● **What to produce**
Collect every line below that contains the word "green", and copy each one.

───── Data for processing

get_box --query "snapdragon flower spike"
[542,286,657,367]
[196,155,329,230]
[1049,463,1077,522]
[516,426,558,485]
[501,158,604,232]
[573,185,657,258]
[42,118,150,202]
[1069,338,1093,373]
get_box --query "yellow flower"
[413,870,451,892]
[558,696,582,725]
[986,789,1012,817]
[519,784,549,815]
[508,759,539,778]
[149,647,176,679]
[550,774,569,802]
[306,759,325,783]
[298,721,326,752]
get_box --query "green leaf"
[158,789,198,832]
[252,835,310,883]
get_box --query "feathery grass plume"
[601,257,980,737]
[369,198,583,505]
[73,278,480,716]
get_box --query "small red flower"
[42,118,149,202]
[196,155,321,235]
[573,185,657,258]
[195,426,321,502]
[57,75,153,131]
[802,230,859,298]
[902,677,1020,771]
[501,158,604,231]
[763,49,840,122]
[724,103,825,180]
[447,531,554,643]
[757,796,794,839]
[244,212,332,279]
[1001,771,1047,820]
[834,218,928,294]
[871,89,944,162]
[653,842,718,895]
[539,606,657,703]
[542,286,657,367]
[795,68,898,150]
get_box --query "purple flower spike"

──────────
───── Data for processing

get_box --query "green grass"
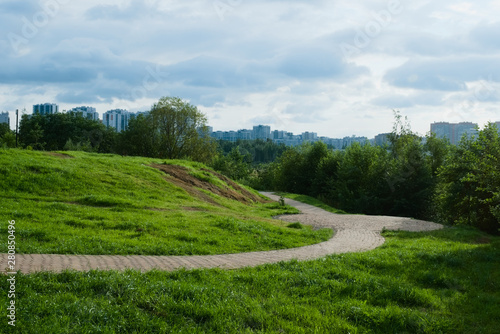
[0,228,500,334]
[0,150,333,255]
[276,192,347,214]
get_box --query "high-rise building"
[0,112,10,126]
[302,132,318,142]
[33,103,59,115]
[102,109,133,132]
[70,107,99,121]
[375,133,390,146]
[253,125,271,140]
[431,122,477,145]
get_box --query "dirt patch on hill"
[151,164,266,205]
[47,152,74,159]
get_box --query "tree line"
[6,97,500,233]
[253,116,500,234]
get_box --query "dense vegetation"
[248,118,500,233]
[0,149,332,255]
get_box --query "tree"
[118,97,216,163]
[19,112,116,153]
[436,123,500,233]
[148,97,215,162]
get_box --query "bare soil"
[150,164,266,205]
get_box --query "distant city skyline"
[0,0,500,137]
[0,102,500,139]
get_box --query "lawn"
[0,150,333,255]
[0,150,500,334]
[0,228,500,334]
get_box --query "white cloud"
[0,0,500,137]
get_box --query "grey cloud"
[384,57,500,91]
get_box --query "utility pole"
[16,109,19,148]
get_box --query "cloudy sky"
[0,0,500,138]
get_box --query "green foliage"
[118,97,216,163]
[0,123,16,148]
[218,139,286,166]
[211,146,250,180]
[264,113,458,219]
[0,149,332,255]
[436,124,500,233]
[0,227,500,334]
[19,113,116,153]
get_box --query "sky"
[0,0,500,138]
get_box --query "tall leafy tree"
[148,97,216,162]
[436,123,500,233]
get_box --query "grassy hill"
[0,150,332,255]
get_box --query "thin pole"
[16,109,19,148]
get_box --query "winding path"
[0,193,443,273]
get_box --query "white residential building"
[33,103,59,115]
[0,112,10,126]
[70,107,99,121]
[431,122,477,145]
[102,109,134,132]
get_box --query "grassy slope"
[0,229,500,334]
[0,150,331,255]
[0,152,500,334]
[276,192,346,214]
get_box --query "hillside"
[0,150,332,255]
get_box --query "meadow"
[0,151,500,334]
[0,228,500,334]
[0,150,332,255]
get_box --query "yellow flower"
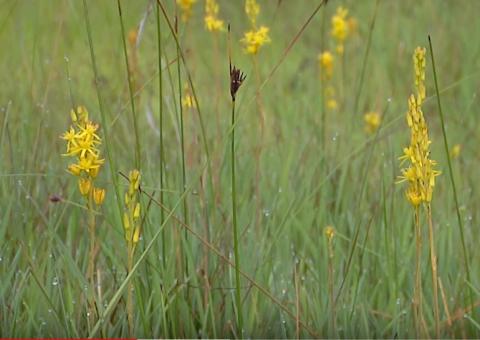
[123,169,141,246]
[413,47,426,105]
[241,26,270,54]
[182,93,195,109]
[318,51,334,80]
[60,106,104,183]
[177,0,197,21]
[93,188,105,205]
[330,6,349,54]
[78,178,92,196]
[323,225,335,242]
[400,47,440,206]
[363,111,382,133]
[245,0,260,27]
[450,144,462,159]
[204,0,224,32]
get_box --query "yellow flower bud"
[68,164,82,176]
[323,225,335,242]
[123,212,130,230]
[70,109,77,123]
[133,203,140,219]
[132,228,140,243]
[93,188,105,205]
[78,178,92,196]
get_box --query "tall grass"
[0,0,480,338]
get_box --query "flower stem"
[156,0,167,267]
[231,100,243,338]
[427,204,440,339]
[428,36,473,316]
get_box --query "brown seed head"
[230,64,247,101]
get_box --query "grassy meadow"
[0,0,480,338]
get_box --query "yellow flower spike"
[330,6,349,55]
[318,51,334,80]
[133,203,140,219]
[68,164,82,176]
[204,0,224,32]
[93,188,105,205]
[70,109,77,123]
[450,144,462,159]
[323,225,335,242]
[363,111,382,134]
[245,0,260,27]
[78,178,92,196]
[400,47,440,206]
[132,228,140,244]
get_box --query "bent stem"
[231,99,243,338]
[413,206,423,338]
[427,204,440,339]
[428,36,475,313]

──────────
───── Data for processing

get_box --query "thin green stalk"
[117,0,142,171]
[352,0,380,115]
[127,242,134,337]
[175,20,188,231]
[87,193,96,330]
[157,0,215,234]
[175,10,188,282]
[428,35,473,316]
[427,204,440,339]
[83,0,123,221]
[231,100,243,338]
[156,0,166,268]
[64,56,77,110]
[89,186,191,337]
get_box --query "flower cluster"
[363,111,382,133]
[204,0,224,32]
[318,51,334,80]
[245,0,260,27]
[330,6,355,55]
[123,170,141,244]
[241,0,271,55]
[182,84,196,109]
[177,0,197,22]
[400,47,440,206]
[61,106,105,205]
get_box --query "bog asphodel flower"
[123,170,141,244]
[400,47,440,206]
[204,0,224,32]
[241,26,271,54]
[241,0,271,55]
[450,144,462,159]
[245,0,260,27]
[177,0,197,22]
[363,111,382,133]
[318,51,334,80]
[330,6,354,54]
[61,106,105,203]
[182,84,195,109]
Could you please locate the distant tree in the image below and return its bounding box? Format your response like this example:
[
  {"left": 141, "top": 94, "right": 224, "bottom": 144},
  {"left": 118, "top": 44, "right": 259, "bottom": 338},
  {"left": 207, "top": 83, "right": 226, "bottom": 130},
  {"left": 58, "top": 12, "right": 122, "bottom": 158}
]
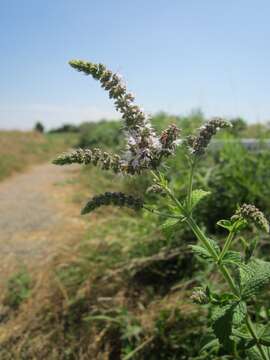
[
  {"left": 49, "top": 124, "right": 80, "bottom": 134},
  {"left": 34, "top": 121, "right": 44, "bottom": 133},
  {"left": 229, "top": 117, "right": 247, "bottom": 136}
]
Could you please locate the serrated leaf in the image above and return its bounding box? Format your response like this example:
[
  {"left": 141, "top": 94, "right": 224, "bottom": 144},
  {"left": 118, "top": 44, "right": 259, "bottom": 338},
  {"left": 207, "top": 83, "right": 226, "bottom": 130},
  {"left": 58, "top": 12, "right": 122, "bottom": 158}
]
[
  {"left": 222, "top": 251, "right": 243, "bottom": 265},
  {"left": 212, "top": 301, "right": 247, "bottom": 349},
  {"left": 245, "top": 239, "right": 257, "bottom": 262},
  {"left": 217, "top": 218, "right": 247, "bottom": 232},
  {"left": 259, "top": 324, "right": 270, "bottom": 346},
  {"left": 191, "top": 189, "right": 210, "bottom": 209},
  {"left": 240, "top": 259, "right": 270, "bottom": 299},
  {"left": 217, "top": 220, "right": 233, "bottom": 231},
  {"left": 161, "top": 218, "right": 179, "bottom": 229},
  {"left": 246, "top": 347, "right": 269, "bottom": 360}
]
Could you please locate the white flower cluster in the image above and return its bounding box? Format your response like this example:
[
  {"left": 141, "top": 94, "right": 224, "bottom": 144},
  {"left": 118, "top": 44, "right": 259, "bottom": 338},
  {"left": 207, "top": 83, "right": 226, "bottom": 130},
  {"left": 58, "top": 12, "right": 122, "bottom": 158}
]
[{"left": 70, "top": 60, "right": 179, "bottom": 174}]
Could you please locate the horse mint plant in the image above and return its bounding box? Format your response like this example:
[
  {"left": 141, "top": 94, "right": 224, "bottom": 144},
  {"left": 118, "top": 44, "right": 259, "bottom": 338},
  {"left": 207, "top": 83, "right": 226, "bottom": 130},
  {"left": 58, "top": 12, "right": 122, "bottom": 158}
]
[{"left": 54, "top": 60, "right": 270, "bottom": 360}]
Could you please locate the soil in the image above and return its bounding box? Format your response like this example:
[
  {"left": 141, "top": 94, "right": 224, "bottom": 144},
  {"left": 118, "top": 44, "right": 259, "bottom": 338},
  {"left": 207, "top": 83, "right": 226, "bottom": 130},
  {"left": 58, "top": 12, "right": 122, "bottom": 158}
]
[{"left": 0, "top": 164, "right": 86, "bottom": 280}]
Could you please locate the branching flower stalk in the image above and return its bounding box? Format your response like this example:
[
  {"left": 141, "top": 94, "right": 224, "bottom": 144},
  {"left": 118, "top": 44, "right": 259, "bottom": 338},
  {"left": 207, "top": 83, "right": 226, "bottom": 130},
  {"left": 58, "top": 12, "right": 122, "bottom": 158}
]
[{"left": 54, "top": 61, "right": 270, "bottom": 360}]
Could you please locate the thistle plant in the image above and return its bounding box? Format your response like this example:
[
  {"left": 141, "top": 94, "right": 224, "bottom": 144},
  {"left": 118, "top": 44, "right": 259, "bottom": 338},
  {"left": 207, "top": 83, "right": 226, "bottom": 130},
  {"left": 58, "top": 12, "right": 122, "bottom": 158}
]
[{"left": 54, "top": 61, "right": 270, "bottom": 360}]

──────────

● **Solution for this problem**
get_box --query "green leaf"
get_box --query "green grass"
get_box --query "green foliage"
get_box --query "thin green stalk"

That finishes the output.